===== Provided information

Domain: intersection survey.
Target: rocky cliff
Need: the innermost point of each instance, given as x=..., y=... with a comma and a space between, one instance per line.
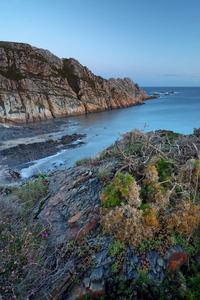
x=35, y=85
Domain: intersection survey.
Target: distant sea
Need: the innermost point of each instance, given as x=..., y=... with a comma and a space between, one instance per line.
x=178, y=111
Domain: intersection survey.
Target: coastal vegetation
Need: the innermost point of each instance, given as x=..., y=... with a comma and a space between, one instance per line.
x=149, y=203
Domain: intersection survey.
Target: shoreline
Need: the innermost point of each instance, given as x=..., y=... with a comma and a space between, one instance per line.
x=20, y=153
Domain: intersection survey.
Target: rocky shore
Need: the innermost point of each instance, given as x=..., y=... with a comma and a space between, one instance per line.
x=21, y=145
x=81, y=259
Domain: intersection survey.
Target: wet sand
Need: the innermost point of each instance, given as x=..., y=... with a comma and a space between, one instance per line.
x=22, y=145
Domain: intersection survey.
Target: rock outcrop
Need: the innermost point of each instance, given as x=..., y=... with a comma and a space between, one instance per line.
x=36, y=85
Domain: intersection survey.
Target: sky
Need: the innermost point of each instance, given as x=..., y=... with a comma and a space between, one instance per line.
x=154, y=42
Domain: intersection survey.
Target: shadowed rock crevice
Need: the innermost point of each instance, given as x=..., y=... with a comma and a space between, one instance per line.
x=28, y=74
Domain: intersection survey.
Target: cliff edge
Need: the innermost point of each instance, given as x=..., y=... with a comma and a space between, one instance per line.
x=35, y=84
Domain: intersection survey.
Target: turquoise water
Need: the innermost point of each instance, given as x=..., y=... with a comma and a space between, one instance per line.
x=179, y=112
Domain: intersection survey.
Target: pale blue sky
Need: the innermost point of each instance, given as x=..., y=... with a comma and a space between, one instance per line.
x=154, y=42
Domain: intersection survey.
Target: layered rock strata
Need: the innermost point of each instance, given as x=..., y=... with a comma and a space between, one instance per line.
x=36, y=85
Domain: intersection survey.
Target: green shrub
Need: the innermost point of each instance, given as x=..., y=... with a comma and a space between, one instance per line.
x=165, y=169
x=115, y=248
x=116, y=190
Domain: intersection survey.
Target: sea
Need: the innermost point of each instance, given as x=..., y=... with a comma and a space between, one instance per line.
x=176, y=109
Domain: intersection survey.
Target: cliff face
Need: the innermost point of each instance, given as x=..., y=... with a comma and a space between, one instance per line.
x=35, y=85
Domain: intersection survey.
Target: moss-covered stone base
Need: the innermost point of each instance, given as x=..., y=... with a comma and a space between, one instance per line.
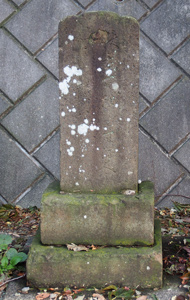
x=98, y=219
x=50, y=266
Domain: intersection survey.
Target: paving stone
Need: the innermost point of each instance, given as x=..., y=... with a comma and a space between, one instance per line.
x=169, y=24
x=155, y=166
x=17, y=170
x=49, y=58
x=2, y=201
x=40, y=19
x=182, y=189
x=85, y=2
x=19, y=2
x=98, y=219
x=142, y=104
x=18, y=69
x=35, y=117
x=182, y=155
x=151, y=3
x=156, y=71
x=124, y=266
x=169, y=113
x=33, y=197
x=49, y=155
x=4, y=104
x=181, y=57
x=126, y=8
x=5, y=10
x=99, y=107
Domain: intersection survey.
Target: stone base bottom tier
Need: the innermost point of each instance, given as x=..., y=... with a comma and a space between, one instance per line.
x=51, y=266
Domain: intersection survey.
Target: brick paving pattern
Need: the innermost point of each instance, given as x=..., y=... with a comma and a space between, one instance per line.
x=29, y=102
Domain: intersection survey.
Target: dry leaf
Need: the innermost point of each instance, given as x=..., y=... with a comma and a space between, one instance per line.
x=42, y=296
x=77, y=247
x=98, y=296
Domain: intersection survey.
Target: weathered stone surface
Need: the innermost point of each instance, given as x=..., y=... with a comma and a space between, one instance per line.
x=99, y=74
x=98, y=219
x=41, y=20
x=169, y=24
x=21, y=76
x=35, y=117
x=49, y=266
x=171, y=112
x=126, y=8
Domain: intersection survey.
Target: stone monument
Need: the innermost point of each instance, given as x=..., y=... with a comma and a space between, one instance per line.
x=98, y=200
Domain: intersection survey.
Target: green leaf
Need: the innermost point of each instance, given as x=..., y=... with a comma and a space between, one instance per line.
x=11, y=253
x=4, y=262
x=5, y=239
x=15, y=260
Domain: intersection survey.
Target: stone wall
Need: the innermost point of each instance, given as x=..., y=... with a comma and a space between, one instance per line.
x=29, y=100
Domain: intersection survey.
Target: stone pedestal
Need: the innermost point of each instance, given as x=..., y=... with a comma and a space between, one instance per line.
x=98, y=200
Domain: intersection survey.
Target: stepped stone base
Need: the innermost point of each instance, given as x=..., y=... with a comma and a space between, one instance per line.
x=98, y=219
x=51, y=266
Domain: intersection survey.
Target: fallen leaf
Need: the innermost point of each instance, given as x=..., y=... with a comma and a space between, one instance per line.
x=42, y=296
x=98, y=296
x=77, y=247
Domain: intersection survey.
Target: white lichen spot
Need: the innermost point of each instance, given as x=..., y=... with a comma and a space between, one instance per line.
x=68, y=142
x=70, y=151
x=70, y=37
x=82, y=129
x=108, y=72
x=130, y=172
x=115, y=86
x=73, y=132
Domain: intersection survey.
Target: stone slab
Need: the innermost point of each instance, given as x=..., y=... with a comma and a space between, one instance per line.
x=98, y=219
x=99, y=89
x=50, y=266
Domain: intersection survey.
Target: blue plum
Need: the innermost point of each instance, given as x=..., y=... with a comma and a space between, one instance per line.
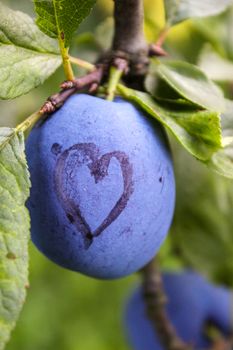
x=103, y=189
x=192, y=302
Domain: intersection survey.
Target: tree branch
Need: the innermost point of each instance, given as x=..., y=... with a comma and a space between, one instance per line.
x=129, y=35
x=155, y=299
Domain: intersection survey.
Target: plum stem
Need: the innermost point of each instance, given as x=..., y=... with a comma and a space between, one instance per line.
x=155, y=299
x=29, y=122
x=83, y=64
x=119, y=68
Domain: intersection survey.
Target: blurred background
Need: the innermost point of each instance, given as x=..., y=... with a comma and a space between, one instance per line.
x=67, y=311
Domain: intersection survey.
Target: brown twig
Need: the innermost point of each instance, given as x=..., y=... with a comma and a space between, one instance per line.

==========

» What you have to do
Copy out every line of the records above that contains the string "rocky".

» Problem solution
Target: rocky cliff
Target: rocky shore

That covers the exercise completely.